* _HOW TO COMPLETE THIS TASK_: Write the full listing out again, keeping every line exactly as it is.

* _EXTRACTED RECORDS_:
•••

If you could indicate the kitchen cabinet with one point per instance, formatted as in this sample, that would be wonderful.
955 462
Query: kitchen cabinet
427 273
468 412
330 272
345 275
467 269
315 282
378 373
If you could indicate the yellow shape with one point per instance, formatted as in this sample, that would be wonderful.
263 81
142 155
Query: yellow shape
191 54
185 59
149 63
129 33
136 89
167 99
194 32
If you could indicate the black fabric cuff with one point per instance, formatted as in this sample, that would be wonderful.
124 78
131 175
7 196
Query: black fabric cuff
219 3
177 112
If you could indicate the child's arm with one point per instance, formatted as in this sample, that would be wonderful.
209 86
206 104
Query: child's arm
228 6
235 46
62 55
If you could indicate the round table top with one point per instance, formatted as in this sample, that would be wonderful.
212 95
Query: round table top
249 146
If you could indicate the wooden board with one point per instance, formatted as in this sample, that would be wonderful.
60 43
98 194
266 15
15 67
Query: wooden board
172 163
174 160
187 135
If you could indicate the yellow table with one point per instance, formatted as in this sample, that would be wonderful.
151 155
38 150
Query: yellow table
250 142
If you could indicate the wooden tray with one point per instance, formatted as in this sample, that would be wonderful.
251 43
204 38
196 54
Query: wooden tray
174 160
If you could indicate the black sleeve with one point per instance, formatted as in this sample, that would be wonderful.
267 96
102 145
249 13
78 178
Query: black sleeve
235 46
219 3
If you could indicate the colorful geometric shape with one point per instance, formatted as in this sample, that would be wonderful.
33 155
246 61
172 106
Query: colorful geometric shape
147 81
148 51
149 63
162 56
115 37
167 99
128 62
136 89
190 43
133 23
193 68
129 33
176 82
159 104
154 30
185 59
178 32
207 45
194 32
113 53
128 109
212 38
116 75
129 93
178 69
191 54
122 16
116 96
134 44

•••

* _ANSWER_:
If you could indicate the kitchen cabinet with one point per instance, formatted as in this sample, that would be wonderful.
955 462
Query: kitchen cabinet
427 273
468 412
330 272
345 275
467 269
315 282
378 373
If you could indicate the yellow shape with one point per instance, formatted as in this sample, that would be wonderful.
263 81
142 155
Query: yellow shape
191 54
185 59
149 63
129 33
136 89
167 99
194 32
If you could indicate the black fabric cuff with one point per instance, formatted as in this sample, that would be wonderful.
124 78
131 175
7 196
Query: black fabric cuff
219 3
177 112
If you could indicate the child's arm with one point per instance, formatted as in this sample, that would be wonderful.
209 86
206 104
Query: child's arm
228 6
235 46
62 55
If you could indicate the round table top with one point per instance, formatted as in this sample, that would be wonderful.
212 95
Query: round table top
249 146
If you could indicate the wooden board with one point per instance, formatted as in this sample, that would be wonderful.
60 43
98 194
266 15
15 67
Query: wooden board
172 163
174 160
187 135
If you could indicate the yellow table with one point per instance, formatted as in this sample, that would be wonderful.
151 155
38 150
Query: yellow table
250 142
If you could indicate the wooden tray with one point per instance, formatted as in this sample, that would be wonderful.
251 43
204 38
196 54
Query: wooden tray
174 160
If you could indicate the black sleeve with one point per instance, formatted as in this sample, that would be wonderful.
267 96
102 145
249 13
78 178
Query: black sleeve
235 46
219 3
If you could indicate the colorful geometric shape with one point per instance, formatted as in this sample, that would be wonderful.
33 155
246 61
172 106
Query: colorful geometric shape
147 81
148 51
149 63
162 56
115 37
167 99
128 62
136 89
190 43
133 23
193 68
129 33
176 82
159 104
154 30
185 59
178 32
207 45
194 32
113 53
128 109
212 38
116 75
129 93
178 69
191 54
122 16
116 96
134 44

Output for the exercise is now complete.